### WHAT TO DO
Set out the data below as a Markdown table with the columns "Row" and "Line": number each nonblank line in order under Row and put its text under Line. Cover all of the data, skip blank lines, and leave the pictures out.

### GIVEN INFORMATION
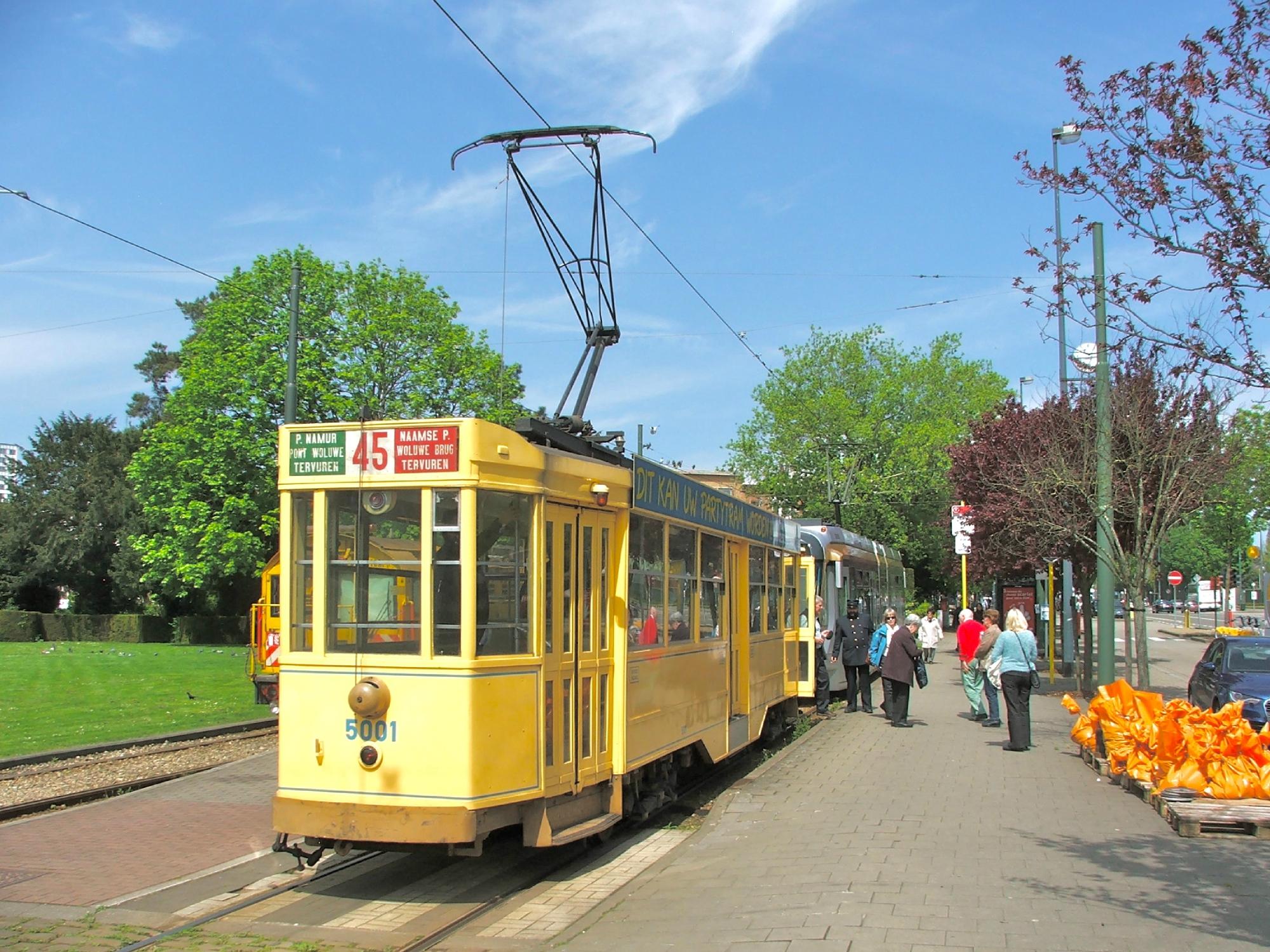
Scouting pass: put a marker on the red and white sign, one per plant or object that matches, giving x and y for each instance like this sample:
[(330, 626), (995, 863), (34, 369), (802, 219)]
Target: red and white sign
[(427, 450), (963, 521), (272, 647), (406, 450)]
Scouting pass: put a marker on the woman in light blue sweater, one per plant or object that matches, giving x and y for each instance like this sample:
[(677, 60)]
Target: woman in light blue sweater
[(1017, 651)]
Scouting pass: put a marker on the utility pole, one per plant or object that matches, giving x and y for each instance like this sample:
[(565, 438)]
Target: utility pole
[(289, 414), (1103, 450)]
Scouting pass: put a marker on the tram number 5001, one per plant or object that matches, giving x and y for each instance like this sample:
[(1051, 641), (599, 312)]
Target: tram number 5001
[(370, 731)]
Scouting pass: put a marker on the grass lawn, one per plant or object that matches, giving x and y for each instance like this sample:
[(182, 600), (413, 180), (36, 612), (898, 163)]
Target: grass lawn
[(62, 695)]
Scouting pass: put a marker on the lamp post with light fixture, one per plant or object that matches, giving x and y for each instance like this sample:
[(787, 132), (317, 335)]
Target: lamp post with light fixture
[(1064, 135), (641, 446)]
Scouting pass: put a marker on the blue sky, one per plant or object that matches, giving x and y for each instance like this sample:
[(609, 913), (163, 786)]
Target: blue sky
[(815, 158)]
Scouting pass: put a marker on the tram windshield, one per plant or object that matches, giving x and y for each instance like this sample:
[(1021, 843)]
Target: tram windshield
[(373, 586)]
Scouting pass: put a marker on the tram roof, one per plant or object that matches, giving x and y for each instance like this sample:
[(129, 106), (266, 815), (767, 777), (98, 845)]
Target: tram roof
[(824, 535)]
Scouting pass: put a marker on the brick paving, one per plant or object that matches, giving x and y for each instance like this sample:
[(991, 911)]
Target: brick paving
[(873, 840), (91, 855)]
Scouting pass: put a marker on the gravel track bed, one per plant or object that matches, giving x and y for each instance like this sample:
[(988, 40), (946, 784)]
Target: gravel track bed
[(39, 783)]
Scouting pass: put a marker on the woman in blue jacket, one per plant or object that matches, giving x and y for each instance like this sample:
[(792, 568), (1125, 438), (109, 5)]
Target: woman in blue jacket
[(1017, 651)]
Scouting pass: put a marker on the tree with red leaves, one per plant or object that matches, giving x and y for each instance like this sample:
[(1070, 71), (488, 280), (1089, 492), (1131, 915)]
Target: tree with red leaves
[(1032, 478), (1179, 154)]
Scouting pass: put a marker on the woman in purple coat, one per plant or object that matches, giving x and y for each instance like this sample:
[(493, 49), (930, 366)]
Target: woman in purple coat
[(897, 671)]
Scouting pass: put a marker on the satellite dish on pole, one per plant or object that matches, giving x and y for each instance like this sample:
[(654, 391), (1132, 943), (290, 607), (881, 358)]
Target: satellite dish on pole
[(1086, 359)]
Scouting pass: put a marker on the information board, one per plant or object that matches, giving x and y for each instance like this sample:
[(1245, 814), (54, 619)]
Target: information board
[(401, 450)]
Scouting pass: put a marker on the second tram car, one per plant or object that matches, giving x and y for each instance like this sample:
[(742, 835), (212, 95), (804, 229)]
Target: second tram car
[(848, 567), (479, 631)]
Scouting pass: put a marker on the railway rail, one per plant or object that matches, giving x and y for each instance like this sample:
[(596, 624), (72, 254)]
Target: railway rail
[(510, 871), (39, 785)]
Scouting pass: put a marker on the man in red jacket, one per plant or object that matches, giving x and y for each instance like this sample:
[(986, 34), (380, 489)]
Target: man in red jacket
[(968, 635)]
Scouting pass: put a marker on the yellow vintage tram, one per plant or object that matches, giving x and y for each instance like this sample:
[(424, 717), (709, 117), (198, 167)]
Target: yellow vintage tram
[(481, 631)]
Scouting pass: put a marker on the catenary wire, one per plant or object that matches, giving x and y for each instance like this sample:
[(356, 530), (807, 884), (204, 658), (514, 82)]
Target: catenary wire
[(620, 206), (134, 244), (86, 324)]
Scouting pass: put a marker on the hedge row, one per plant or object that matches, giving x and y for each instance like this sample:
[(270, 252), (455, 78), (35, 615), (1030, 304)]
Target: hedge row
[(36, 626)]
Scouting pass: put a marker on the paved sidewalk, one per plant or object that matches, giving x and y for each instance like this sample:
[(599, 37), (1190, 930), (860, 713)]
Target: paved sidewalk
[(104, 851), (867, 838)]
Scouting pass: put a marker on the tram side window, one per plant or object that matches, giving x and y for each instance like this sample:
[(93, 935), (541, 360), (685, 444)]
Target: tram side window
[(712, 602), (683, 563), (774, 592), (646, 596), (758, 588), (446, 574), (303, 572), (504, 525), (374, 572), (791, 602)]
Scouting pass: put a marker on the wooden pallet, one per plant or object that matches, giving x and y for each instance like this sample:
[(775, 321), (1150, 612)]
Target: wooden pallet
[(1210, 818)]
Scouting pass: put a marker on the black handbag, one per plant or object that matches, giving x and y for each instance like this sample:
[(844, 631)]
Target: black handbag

### FINAL RESULT
| Row | Line |
|---|---|
| 1 | Scouting pass: put a marker on the red and white sign, one per plant or object that matches, giving x and y for each instance like this sample: |
| 2 | [(330, 626), (995, 863), (34, 369), (802, 219)] |
| 3 | Target: red and white sign |
| 4 | [(427, 450), (963, 521), (272, 647), (406, 450)] |
| 5 | Scouting pass: put a marker on the woman in light blue sweater, one per plant or object that matches, giving x and y for each instance like this sample: |
| 6 | [(677, 60)] |
| 7 | Target: woman in light blue sweater |
| 8 | [(1017, 651)] |
| 9 | Scouting pass: put a marker on the utility pole, one per plant or object that matches, giving x and y for each instance like this sample: |
| 10 | [(565, 438)] |
| 11 | Target: utility pole |
| 12 | [(289, 414), (1103, 450)] |
| 13 | Scouting pass: put a marker on the tram number 5001, one per plant or object that matches, giving x and y for each instance like this sample: |
| 14 | [(1051, 641), (599, 312)] |
| 15 | Target: tram number 5001 |
| 16 | [(370, 731)] |
| 17 | Scouting pass: put a marker on the grass lawn, one per plant or object that matches, giving x and y for each instance like this sample: |
| 18 | [(182, 600), (413, 180), (36, 612), (898, 163)] |
| 19 | Target: grass lawn |
| 20 | [(62, 695)] |
| 21 | Scouting pass: put a marker on the lamp post with light fixture, one per plant or object that matches, giving x and y for each instance like this sample: |
| 22 | [(787, 132), (317, 335)] |
| 23 | Target: lamp post with light fixture |
| 24 | [(1064, 135), (641, 446)] |
| 25 | Scouting pass: put a marker on the blue sky, one per plant or object that matches, giving x and y for each instance like this sample: |
| 26 | [(609, 913), (163, 786)] |
| 27 | Target: blue sky |
| 28 | [(815, 158)] |
| 29 | Scouting pass: put a marker on the tram windshield, one per plant or object that matches, giving x and y for each instance like this sample: |
| 30 | [(1021, 843)] |
| 31 | Target: tram windshield |
| 32 | [(373, 586)] |
| 33 | Scouting pass: put a marker on the tram roof, one per plant or object that matches, giving x and y for each instance like this sample: |
| 34 | [(129, 106), (266, 815), (767, 777), (98, 845)] |
| 35 | Target: tram roof |
| 36 | [(824, 535)] |
| 37 | Scouting pass: put a marker on the brick paving, one per plant or object that matches, giving x and y for each instance like this sample: |
| 38 | [(991, 911)] |
| 39 | Target: brick paving |
| 40 | [(873, 840), (91, 855)] |
| 41 | Scouting pass: put a marker on the gravel track bed, one per plant or object that matches, giving x and y for each instance like this sample: |
| 42 | [(988, 40), (946, 784)] |
| 43 | Target: gravel track bed |
| 44 | [(39, 783)] |
| 45 | Scouting pass: put a marker on the woman in blue jacket, one per plant or object that matches, giving x and y for each instance like this sample: |
| 46 | [(792, 568), (1125, 438), (109, 5)] |
| 47 | Target: woman in blue jacket |
| 48 | [(1017, 651)] |
| 49 | Scouting pass: put a marker on the tree with red leaves, one per plant or object that matches, giving x and y for each instance like this sample: |
| 50 | [(1070, 71), (488, 280), (1089, 492), (1131, 915)] |
| 51 | Target: tree with red leaves |
| 52 | [(1032, 478), (1179, 154)] |
| 53 | Scouting pass: put a marker on the woman in purple coat, one per plant or object that matches, giving x and y for each instance like this sample: |
| 54 | [(493, 49), (930, 366)] |
| 55 | Target: woman in purple coat |
| 56 | [(897, 671)] |
| 57 | Scouting pass: put a marker on the satellite dish on pole, one per plant or object that matches, giving x and y for each instance like this sample: |
| 58 | [(654, 391), (1132, 943), (290, 607), (881, 358)] |
| 59 | Target: satellite dish on pole |
| 60 | [(1086, 359)] |
| 61 | Scouting pass: put a marker on the information board, one per plant or object that matches, giving x and y for each instance like this sample: |
| 62 | [(1245, 814), (54, 619)] |
| 63 | Target: information board |
| 64 | [(401, 450)] |
| 65 | Scouting pass: put a marker on the second tram car, one per plant or object that matches, giving x and y for each instance like this sample: |
| 66 | [(742, 835), (212, 95), (804, 229)] |
| 67 | Target: second tram car |
| 68 | [(848, 567), (479, 631)] |
| 69 | Scouting pass: put a marker on the railway rail, one per plant or object that matches, giving x and y for each instance like this sample: |
| 70 | [(596, 624), (72, 254)] |
| 71 | Target: railway rail |
| 72 | [(510, 871), (39, 785)] |
| 73 | Scouting pass: put a marker on the man in red jacket, one per plant or object that matches, giving x and y for each instance like this sample: |
| 74 | [(986, 34), (380, 489)] |
| 75 | Target: man in red jacket |
| 76 | [(968, 635)] |
| 77 | Scouting pass: put a marker on the yellow vintage tram, one per plant or object that matches, giving x and y for each instance like this sample: |
| 78 | [(424, 717), (709, 117), (198, 167)] |
| 79 | Target: yellow vintage tram |
| 80 | [(481, 631)] |
| 81 | Scouting pass: put a marker on the catenary wire, one per plant or object that matches, giving x and y for each instance like this sample: |
| 82 | [(356, 530), (807, 884), (204, 658), (514, 82)] |
| 83 | Target: catenary wire |
| 84 | [(620, 206), (134, 244), (86, 324)] |
| 85 | Scouting pass: put a marker on the hedge row, one per plant or object that matches, giving x and y for each instance like this sample: |
| 86 | [(270, 252), (455, 78), (35, 615), (1030, 304)] |
| 87 | Target: hedge row |
| 88 | [(36, 626)] |
| 89 | Scouting pass: put a marker on the paved sidewalk, one per plant or object that matches, giving x and y for each instance like this sample: |
| 90 | [(599, 37), (1190, 930), (860, 713)] |
| 91 | Target: paved sidewalk |
| 92 | [(104, 851), (867, 838)] |
| 93 | Scouting pass: put a marker on the tram side window, one per plant or object that matches, giving x and y for each instance like this sample: |
| 94 | [(93, 935), (541, 360), (685, 444)] |
| 95 | Target: tram side window |
| 96 | [(712, 602), (683, 563), (774, 592), (646, 596), (758, 588), (446, 574), (303, 572), (504, 525), (374, 572), (791, 602)] |
| 97 | Scouting pass: put a marker on the wooden pallet, one per plant or object that matches, giving x and y for each instance like this sample: |
| 98 | [(775, 321), (1150, 612)] |
| 99 | Target: wooden pallet |
| 100 | [(1210, 818)] |
| 101 | Scouting pass: put a marker on the black handbag, one per plant or object that matches, giving x and y for each instance like this sample: |
| 102 | [(844, 631)] |
| 103 | Target: black handbag |